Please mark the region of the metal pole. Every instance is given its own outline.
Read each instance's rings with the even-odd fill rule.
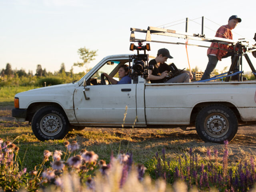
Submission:
[[[202,34],[204,34],[204,16],[202,17]]]
[[[188,32],[188,18],[187,17],[186,18],[186,32]]]

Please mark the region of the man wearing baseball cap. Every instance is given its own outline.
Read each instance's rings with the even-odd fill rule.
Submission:
[[[153,70],[148,70],[148,79],[150,82],[152,83],[190,82],[190,77],[191,79],[192,79],[193,75],[190,75],[190,72],[184,70],[181,72],[182,74],[180,75],[164,82],[164,79],[168,75],[170,70],[161,71],[160,67],[160,65],[163,65],[164,66],[164,68],[166,68],[166,66],[168,68],[168,65],[165,63],[168,58],[172,59],[173,57],[170,55],[168,49],[163,48],[158,50],[156,57],[149,62],[148,65],[153,66]]]
[[[234,29],[237,24],[241,22],[241,21],[242,20],[238,17],[237,15],[232,15],[228,19],[227,25],[221,26],[217,30],[215,37],[233,39],[233,35],[231,30]],[[211,44],[210,47],[218,48],[218,43],[212,42]],[[226,50],[233,49],[232,46],[223,44],[219,44],[219,47],[220,49]],[[228,52],[225,50],[212,48],[211,47],[209,48],[207,50],[207,56],[209,60],[206,68],[204,71],[201,80],[204,80],[210,78],[210,74],[216,67],[218,61],[221,61],[222,58],[226,58],[230,56],[231,56],[231,61],[232,61],[234,56],[234,53],[233,51]],[[237,62],[235,66],[234,72],[238,71],[239,69],[238,62]],[[238,80],[238,76],[232,76],[231,80]],[[246,78],[243,77],[243,80],[247,80]]]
___
→ **Your objective**:
Pull out every line above that contains the string "region". Case counts.

→ **In response**:
Please mark the region of the metal pole. Every instance is given its own outline.
Please mark the region of the man wearing baseball cap. Every instance is given its own outline.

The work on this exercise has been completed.